[Dataset records]
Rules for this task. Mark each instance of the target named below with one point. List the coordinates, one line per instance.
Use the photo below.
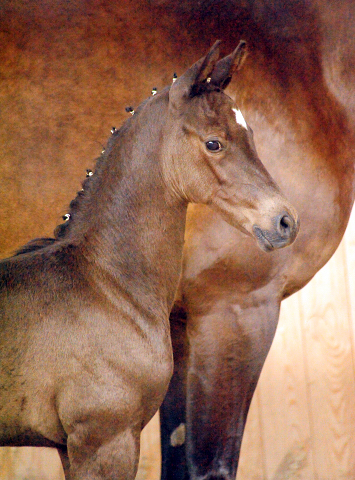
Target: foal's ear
(224, 69)
(195, 80)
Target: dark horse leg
(227, 349)
(173, 409)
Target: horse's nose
(283, 233)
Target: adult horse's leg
(173, 409)
(225, 365)
(97, 455)
(63, 454)
(228, 346)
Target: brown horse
(68, 69)
(86, 355)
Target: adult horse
(61, 67)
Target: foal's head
(210, 155)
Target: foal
(85, 352)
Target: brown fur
(68, 72)
(85, 350)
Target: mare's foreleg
(96, 456)
(172, 411)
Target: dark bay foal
(85, 350)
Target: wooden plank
(327, 335)
(251, 464)
(30, 464)
(150, 458)
(349, 244)
(283, 401)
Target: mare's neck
(131, 229)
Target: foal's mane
(62, 230)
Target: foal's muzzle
(284, 233)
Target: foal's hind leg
(63, 454)
(172, 411)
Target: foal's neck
(131, 228)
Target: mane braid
(62, 230)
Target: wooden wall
(302, 420)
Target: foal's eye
(214, 145)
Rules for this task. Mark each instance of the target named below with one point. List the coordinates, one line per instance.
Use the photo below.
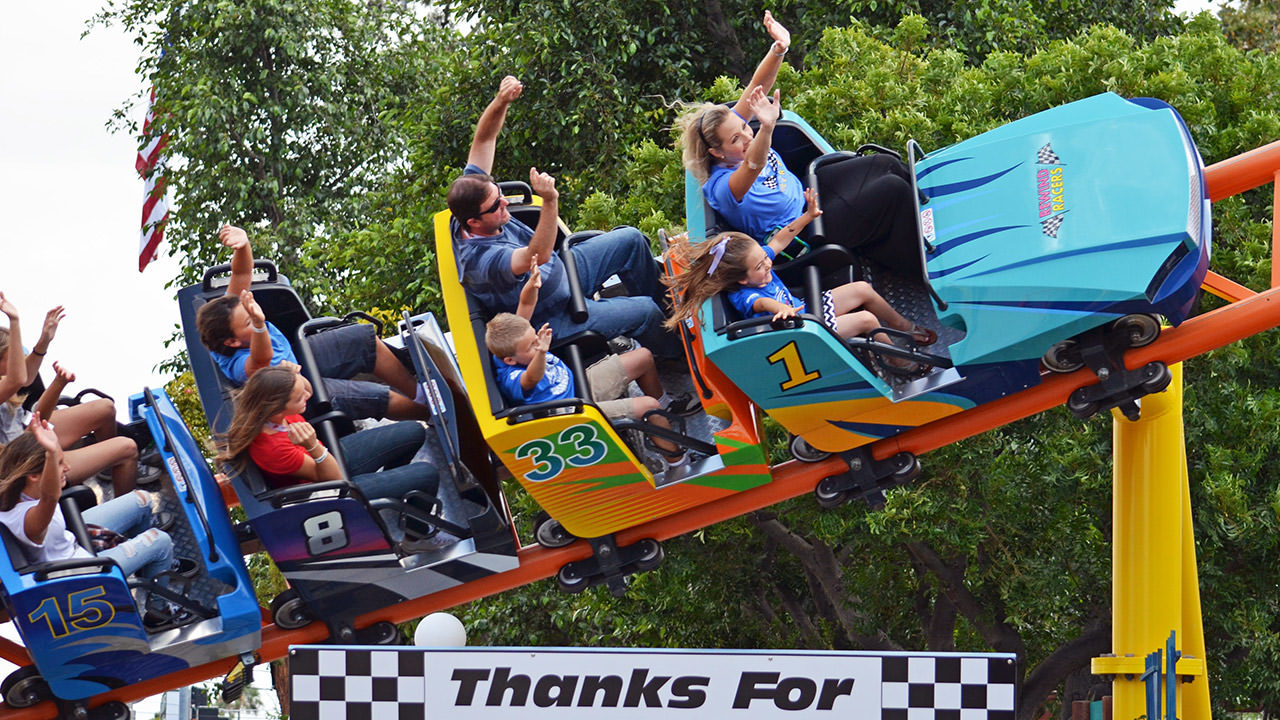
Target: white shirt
(59, 543)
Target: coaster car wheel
(828, 493)
(805, 452)
(652, 555)
(549, 533)
(1064, 358)
(24, 687)
(1138, 329)
(289, 611)
(571, 579)
(380, 633)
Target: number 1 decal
(790, 358)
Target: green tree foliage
(274, 110)
(1252, 24)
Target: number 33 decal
(577, 446)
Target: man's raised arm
(485, 141)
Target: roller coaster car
(344, 555)
(568, 456)
(1057, 237)
(81, 619)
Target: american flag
(155, 208)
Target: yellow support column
(1155, 584)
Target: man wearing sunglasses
(497, 251)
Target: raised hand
(510, 89)
(544, 338)
(302, 434)
(44, 433)
(535, 274)
(8, 308)
(51, 320)
(810, 197)
(252, 308)
(233, 237)
(543, 185)
(65, 376)
(776, 31)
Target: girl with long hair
(32, 474)
(746, 182)
(91, 418)
(734, 261)
(269, 429)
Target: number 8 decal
(325, 533)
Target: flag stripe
(155, 206)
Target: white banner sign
(576, 683)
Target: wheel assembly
(24, 687)
(549, 533)
(805, 452)
(289, 611)
(827, 493)
(570, 579)
(1064, 358)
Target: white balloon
(440, 629)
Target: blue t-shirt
(233, 365)
(557, 382)
(744, 297)
(773, 200)
(484, 265)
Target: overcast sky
(71, 200)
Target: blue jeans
(149, 551)
(391, 447)
(625, 253)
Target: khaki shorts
(609, 383)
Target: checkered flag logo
(1051, 224)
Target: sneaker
(183, 568)
(682, 405)
(158, 618)
(165, 520)
(680, 461)
(621, 345)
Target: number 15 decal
(577, 447)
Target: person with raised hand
(242, 341)
(269, 429)
(748, 183)
(496, 251)
(32, 474)
(14, 367)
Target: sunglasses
(492, 208)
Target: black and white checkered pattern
(1051, 224)
(357, 684)
(947, 688)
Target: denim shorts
(341, 354)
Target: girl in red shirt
(269, 429)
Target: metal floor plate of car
(204, 588)
(913, 301)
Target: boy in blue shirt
(528, 373)
(241, 342)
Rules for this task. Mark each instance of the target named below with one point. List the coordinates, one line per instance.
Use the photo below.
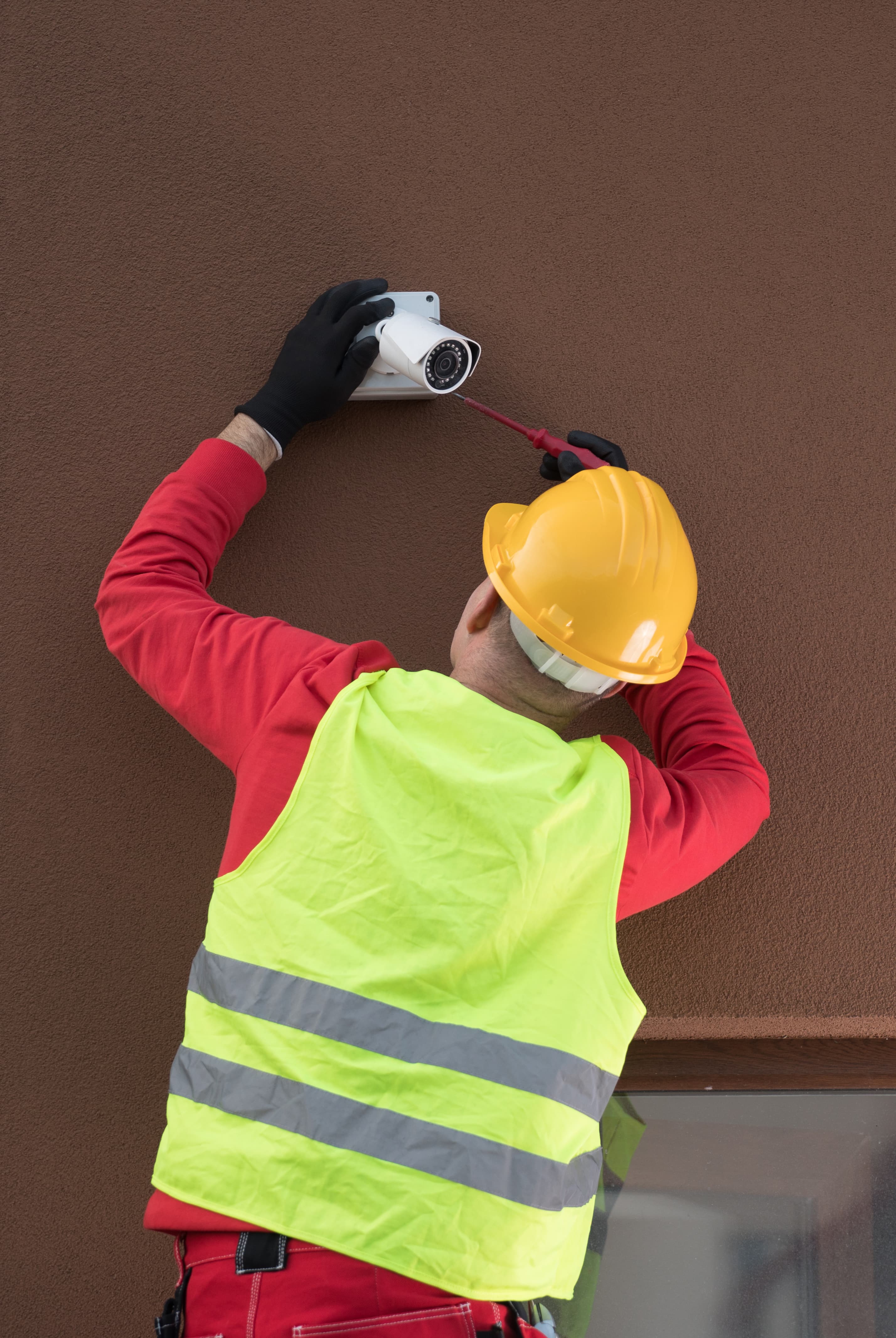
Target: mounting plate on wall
(394, 386)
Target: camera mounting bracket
(381, 383)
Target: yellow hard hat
(600, 568)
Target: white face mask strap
(573, 676)
(552, 662)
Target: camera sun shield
(419, 356)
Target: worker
(408, 1013)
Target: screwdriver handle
(541, 438)
(553, 445)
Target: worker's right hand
(319, 365)
(566, 463)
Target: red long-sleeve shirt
(255, 690)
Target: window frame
(760, 1066)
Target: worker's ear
(481, 608)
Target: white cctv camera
(419, 358)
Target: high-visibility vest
(408, 1012)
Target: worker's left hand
(319, 365)
(566, 463)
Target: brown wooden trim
(759, 1066)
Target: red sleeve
(705, 798)
(220, 674)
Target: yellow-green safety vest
(408, 1012)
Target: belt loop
(261, 1251)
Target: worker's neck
(478, 679)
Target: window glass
(744, 1215)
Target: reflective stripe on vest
(325, 1011)
(406, 1020)
(327, 1118)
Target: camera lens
(447, 365)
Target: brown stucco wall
(669, 224)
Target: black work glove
(566, 465)
(319, 366)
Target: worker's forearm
(245, 433)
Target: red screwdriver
(541, 438)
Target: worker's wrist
(249, 437)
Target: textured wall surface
(669, 224)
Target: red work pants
(322, 1294)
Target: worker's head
(597, 588)
(486, 653)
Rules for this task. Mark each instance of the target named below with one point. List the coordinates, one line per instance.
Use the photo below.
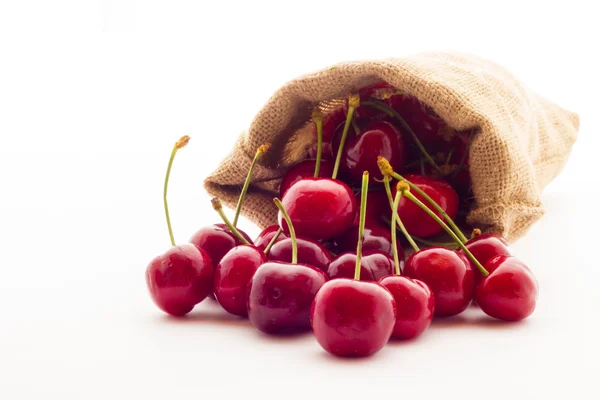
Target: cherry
(351, 318)
(509, 292)
(182, 277)
(264, 238)
(232, 275)
(360, 152)
(319, 208)
(373, 266)
(279, 295)
(310, 252)
(304, 169)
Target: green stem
(291, 228)
(393, 113)
(273, 240)
(259, 152)
(418, 202)
(178, 145)
(216, 203)
(361, 223)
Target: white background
(92, 96)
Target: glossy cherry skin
(232, 275)
(264, 238)
(180, 278)
(279, 296)
(509, 292)
(415, 305)
(319, 208)
(360, 152)
(375, 238)
(449, 276)
(304, 169)
(416, 221)
(484, 248)
(310, 252)
(353, 318)
(374, 265)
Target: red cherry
(310, 252)
(373, 266)
(179, 279)
(319, 208)
(417, 222)
(264, 238)
(484, 248)
(375, 238)
(232, 276)
(352, 318)
(415, 305)
(360, 152)
(217, 240)
(304, 169)
(449, 276)
(279, 296)
(509, 292)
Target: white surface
(92, 97)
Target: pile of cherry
(334, 263)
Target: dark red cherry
(304, 169)
(264, 238)
(484, 248)
(216, 240)
(374, 265)
(416, 221)
(180, 278)
(279, 296)
(319, 208)
(375, 238)
(449, 276)
(509, 292)
(232, 276)
(360, 152)
(310, 252)
(415, 305)
(352, 318)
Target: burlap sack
(522, 140)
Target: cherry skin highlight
(509, 292)
(448, 274)
(352, 318)
(374, 265)
(319, 208)
(180, 278)
(415, 305)
(304, 169)
(232, 275)
(310, 252)
(279, 296)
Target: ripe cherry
(182, 277)
(351, 318)
(509, 292)
(279, 295)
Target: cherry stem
(259, 152)
(178, 145)
(386, 171)
(318, 120)
(394, 114)
(411, 197)
(291, 227)
(353, 103)
(216, 203)
(361, 223)
(273, 240)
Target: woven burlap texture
(522, 140)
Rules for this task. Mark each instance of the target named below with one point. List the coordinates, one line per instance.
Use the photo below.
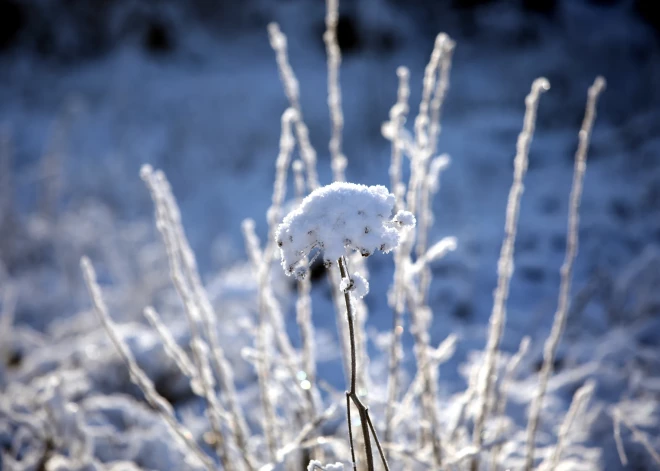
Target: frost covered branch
(337, 219)
(138, 376)
(561, 315)
(505, 263)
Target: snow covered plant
(337, 219)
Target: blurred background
(92, 89)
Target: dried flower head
(338, 218)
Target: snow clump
(338, 218)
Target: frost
(337, 218)
(315, 465)
(357, 284)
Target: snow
(338, 218)
(209, 116)
(315, 465)
(356, 285)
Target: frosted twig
(561, 314)
(505, 263)
(200, 315)
(304, 302)
(393, 127)
(334, 89)
(263, 367)
(441, 354)
(278, 42)
(580, 398)
(500, 408)
(287, 143)
(365, 420)
(138, 376)
(172, 348)
(442, 85)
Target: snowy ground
(208, 114)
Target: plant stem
(365, 420)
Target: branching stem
(351, 394)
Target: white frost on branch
(356, 284)
(315, 465)
(338, 218)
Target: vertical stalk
(365, 420)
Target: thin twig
(137, 375)
(505, 263)
(561, 314)
(352, 393)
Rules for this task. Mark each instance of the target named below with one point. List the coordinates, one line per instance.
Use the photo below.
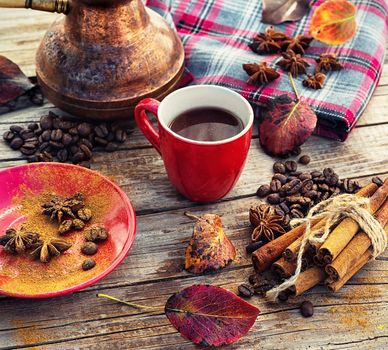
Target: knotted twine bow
(334, 210)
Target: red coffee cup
(203, 171)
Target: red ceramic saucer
(23, 277)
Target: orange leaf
(334, 22)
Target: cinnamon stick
(307, 280)
(362, 260)
(348, 228)
(357, 247)
(283, 268)
(265, 256)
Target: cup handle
(144, 124)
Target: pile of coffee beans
(292, 193)
(64, 140)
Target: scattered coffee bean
(275, 185)
(279, 167)
(250, 248)
(89, 248)
(88, 264)
(263, 191)
(378, 181)
(305, 159)
(291, 165)
(245, 290)
(274, 198)
(307, 309)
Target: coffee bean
(88, 264)
(111, 147)
(307, 309)
(63, 155)
(279, 167)
(332, 180)
(275, 185)
(101, 130)
(281, 177)
(283, 296)
(87, 152)
(120, 135)
(66, 125)
(78, 157)
(250, 248)
(73, 131)
(296, 151)
(305, 176)
(305, 159)
(84, 129)
(378, 181)
(67, 139)
(46, 135)
(26, 134)
(291, 165)
(245, 290)
(89, 248)
(291, 187)
(100, 141)
(46, 122)
(15, 129)
(284, 207)
(56, 135)
(16, 143)
(74, 139)
(315, 174)
(27, 151)
(263, 191)
(8, 136)
(327, 172)
(87, 143)
(274, 198)
(33, 126)
(311, 194)
(296, 214)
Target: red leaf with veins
(13, 82)
(286, 125)
(279, 11)
(209, 315)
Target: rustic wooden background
(355, 317)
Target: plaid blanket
(216, 34)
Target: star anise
(44, 250)
(327, 62)
(293, 63)
(58, 208)
(315, 81)
(266, 223)
(18, 241)
(260, 73)
(268, 42)
(299, 44)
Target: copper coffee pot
(104, 56)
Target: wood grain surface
(354, 318)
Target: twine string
(334, 210)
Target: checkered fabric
(216, 34)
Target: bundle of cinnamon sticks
(346, 250)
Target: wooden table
(355, 317)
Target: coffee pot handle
(59, 6)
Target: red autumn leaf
(13, 82)
(286, 125)
(209, 315)
(334, 22)
(279, 11)
(209, 249)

Task instructions: Edit the listing from the line with "Target: checkered fabric" through the end of the listing so that "wooden table" becomes "wooden tabletop". Leave everything else unchanged.

Correct answer:
Target: checkered fabric
(216, 34)
Target: bundle of cinnamon sticks
(346, 250)
Target: wooden tabletop
(355, 317)
Target: coffee pot handle
(59, 6)
Target: red autumn leaf
(13, 82)
(286, 125)
(209, 315)
(334, 22)
(279, 11)
(209, 249)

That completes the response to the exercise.